Starting with the line that holds "Task: indicate the light", copy out each remaining line of the listing below, up to and including the last one, and include nothing else.

Records provided
•••
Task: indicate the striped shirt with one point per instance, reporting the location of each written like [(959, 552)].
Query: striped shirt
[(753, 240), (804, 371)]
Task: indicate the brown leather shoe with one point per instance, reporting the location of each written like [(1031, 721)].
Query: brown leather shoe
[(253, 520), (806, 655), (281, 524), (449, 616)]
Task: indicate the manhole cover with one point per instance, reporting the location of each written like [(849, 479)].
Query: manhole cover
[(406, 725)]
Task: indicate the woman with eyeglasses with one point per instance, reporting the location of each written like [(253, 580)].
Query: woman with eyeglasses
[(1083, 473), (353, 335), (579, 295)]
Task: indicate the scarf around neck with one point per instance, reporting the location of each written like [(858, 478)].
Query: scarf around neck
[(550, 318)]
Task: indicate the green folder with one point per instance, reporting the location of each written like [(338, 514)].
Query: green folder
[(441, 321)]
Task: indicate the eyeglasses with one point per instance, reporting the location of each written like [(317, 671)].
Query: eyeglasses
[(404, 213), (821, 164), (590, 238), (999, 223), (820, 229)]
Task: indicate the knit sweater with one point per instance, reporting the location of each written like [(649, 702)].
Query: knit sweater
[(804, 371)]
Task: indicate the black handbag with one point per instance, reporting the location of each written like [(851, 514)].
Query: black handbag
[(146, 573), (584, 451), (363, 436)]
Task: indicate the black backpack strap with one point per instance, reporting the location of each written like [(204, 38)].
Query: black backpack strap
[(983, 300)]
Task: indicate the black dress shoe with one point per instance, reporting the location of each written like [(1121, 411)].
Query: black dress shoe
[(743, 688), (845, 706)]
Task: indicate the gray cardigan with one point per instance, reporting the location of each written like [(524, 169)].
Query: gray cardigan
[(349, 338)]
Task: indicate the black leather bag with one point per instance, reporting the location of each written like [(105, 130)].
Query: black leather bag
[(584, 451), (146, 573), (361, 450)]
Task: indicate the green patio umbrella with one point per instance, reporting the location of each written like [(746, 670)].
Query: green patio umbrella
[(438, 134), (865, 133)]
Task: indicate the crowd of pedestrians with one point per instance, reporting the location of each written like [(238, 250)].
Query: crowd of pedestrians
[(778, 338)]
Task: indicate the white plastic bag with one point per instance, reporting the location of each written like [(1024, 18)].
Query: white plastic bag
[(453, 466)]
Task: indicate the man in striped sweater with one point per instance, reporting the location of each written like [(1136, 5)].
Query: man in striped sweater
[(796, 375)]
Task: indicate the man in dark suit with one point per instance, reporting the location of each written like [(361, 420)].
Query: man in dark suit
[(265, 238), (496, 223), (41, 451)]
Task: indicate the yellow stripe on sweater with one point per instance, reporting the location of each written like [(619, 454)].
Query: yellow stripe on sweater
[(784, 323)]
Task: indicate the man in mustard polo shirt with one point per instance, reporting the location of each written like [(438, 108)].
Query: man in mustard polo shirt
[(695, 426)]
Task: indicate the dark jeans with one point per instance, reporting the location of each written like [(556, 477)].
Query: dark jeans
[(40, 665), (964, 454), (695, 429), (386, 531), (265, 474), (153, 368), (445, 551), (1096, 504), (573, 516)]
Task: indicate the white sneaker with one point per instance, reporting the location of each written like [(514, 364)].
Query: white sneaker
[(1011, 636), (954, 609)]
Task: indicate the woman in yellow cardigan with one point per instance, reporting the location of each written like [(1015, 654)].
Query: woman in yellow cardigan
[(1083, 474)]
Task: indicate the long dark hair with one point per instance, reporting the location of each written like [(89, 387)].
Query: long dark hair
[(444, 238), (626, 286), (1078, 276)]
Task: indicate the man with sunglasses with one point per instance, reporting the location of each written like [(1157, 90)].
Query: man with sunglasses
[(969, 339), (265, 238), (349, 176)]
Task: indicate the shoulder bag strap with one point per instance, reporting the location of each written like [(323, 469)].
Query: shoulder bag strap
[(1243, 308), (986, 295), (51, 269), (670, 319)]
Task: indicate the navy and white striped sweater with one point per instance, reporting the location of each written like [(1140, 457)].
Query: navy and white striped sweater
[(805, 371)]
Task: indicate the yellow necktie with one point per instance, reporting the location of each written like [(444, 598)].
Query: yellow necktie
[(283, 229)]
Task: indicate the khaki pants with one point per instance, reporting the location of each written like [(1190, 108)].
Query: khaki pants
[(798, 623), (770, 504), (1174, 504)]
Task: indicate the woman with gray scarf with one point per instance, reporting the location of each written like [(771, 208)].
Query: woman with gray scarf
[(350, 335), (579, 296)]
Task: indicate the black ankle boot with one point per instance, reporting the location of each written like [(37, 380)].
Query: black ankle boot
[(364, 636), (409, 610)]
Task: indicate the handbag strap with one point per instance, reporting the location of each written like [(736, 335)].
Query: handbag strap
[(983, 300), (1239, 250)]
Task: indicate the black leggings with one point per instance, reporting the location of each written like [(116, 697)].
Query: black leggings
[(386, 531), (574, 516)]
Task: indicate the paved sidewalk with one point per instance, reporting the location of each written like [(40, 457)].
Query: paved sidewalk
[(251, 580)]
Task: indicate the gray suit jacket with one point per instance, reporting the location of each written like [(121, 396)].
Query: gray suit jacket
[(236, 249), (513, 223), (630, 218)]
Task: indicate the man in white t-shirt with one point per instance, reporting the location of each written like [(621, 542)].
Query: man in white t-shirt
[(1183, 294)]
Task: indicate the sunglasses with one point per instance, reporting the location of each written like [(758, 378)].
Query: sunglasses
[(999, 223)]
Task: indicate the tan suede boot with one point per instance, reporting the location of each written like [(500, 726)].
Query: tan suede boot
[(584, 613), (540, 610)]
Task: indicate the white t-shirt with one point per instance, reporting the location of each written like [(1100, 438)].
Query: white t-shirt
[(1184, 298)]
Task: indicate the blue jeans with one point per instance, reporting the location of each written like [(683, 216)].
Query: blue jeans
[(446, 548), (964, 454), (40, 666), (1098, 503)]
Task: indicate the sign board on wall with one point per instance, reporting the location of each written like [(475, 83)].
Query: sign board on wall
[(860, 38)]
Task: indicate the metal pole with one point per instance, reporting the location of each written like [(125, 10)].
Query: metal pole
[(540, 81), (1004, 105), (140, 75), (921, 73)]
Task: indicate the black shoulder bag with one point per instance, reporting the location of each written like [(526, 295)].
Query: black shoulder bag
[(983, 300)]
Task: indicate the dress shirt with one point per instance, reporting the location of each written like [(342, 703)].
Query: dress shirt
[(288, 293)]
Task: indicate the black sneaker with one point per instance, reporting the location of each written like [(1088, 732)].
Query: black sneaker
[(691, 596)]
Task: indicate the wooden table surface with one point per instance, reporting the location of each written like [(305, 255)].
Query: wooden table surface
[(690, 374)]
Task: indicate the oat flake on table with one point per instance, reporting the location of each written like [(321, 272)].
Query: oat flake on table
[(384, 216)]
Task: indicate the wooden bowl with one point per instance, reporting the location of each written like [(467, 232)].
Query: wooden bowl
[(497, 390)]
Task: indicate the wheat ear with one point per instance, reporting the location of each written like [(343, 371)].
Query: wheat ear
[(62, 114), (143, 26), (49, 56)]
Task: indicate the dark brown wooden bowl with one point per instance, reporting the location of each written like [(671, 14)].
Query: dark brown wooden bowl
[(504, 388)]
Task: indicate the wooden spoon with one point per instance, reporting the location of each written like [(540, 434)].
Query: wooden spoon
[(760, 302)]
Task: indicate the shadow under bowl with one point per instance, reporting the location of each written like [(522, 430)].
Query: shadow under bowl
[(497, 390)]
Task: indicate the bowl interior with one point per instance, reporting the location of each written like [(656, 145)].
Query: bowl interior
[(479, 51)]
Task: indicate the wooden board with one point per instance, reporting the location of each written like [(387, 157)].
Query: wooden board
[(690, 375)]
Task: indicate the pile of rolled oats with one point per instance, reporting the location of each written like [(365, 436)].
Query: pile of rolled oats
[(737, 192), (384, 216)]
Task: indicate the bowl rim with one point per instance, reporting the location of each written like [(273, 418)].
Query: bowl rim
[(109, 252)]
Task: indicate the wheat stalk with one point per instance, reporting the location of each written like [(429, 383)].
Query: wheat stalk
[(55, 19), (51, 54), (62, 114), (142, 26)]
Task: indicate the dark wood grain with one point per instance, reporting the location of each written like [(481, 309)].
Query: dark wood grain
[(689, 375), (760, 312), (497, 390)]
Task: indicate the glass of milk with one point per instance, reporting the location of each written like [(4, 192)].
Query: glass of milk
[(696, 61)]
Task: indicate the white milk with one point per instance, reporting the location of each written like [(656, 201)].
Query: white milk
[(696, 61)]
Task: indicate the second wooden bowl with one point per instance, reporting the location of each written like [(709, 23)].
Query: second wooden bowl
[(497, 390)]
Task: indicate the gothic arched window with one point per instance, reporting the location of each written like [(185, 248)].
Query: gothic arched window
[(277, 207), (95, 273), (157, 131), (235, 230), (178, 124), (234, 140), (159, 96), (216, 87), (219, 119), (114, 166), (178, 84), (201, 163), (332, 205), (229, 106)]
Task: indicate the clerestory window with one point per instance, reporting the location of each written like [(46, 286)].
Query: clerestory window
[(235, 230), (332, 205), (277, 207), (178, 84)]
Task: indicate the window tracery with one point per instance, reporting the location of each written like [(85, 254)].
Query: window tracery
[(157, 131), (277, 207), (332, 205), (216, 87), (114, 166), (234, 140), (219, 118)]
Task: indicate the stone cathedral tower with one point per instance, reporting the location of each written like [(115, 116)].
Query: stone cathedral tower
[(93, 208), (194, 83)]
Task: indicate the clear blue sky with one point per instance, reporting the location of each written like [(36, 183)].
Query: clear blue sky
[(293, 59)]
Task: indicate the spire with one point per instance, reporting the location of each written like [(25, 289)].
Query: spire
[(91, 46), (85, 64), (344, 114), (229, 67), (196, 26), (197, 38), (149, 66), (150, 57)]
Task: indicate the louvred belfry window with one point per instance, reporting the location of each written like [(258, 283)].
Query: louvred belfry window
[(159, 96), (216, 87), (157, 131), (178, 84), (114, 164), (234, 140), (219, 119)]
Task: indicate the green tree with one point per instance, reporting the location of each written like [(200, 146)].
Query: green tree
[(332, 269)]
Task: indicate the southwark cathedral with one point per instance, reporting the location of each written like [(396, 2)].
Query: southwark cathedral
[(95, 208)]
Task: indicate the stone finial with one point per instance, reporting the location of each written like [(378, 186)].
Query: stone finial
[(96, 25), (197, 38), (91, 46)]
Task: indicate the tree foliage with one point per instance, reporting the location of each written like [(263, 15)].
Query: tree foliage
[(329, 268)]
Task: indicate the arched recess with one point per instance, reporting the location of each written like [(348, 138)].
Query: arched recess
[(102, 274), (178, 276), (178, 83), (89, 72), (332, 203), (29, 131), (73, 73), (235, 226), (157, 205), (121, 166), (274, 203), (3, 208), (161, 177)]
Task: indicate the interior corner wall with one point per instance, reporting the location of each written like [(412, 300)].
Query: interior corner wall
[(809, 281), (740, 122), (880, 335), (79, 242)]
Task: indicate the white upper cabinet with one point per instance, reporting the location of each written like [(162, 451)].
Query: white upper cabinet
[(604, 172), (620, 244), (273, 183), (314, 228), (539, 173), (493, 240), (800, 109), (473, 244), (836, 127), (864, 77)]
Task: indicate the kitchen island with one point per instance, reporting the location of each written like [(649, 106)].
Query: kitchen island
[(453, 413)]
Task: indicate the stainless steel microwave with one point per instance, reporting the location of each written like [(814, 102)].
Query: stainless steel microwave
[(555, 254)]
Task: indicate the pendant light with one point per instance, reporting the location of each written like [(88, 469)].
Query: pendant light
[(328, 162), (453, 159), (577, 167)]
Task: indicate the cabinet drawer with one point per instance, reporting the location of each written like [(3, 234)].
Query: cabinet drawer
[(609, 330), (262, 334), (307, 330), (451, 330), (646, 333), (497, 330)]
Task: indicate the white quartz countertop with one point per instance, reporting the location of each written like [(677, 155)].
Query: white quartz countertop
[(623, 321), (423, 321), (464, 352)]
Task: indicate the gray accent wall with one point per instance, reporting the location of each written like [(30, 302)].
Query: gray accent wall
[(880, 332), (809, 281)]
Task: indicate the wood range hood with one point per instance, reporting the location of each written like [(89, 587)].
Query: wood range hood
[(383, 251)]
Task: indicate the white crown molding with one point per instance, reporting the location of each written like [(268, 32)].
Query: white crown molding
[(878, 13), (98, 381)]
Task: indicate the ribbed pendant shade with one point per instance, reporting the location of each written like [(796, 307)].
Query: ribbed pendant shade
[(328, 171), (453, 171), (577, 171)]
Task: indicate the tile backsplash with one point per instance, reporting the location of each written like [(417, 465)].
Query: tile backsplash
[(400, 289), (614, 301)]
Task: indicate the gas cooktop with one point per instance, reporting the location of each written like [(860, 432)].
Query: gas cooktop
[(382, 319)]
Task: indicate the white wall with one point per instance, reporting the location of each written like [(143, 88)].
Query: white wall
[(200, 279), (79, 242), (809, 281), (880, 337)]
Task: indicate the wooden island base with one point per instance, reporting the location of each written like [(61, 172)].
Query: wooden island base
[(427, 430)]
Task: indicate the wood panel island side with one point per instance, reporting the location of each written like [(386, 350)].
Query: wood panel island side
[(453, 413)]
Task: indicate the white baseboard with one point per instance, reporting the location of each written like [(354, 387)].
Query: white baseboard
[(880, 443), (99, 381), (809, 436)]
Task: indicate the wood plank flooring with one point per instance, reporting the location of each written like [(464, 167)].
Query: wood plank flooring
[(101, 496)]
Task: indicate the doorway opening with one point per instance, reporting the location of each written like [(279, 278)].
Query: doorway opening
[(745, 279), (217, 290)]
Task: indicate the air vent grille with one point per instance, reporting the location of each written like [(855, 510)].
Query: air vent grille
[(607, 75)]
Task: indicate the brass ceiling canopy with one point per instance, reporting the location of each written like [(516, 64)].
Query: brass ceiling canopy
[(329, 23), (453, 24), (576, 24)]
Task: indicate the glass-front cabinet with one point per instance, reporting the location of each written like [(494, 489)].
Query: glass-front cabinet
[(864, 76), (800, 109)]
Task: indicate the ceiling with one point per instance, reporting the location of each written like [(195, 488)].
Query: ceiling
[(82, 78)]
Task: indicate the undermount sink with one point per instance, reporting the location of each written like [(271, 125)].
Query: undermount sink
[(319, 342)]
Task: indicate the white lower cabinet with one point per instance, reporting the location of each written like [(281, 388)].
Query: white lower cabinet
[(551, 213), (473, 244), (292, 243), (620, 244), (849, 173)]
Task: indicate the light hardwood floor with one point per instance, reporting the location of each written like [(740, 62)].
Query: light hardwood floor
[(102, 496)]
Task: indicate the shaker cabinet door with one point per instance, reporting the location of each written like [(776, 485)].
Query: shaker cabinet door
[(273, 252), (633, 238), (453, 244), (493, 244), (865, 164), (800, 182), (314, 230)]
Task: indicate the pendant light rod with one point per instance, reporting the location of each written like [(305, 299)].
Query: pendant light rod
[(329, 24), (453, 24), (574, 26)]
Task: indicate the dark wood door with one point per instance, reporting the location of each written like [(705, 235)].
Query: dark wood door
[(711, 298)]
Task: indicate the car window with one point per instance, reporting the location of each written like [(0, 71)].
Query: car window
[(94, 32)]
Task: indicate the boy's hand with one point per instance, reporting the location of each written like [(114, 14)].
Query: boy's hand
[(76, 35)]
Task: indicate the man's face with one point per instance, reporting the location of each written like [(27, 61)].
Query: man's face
•••
Task answer
Task: indicate the light hardwood floor with one point per instance, reporting the location of each written like [(740, 62)].
Query: light hardwood floor
[(102, 496)]
Task: indicate the shaker cabinet door with one point per instance, reporting the location of each written like [(776, 485)].
Query: shaker cabinet door
[(273, 252), (633, 238), (453, 244), (493, 244), (865, 164), (800, 182), (314, 230)]
Task: indicate the pendant light rod with one point per instance, reporting the location of each written like [(305, 299)].
Query: pendant light rod
[(329, 24), (453, 24), (574, 26)]
Task: indicate the dark wood door with one point per instance, reporting the location of each written like [(705, 235)].
Query: dark wood door
[(711, 298)]
Task: indicate the car window with one point per instance, reporting the location of each written like [(0, 71)].
Query: car window
[(94, 32)]
Task: indicate the boy's hand with one point per instance, reporting the location of each written like [(114, 14)].
Query: boy's hand
[(76, 35)]
Task: indicate the man's face with one point per instance, reporting the location of each written like [(27, 61)].
Query: man's face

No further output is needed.